_WHAT THE TASK ASKS_
Gather every line in the records below that contains the string "retaining", and copy each one in full.

::::

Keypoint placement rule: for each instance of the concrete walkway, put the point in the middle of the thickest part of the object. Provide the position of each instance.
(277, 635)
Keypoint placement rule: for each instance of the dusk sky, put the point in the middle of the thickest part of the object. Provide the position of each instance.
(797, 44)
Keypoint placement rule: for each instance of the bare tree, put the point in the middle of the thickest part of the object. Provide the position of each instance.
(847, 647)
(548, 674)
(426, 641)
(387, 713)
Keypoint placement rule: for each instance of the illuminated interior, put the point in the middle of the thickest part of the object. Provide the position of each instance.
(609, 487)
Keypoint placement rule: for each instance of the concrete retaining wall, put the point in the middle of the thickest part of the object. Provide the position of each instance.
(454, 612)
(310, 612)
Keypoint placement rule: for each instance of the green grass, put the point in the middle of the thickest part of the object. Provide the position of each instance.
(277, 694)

::::

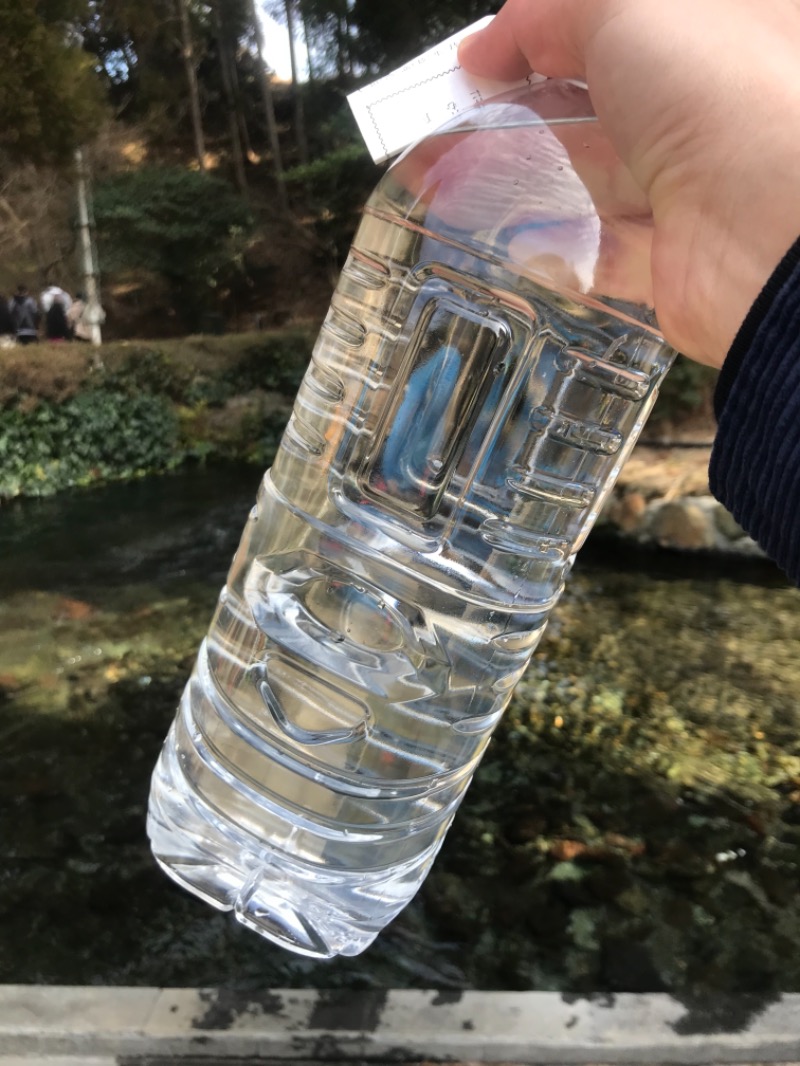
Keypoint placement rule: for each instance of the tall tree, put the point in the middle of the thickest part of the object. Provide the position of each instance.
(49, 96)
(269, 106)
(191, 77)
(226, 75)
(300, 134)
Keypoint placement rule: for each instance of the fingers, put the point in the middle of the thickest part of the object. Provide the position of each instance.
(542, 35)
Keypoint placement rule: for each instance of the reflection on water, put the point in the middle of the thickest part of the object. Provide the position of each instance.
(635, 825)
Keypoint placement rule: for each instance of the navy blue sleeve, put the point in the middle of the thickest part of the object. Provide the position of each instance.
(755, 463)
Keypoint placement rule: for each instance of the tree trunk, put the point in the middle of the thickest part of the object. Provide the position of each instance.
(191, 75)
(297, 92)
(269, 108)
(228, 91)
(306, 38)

::::

_ANSWER TO THIS PROBLEM_
Keypoint placement rule: for each instance of the concrete retaining wall, put the point in the middle of the thickest part of the object. Provide the position of each instance.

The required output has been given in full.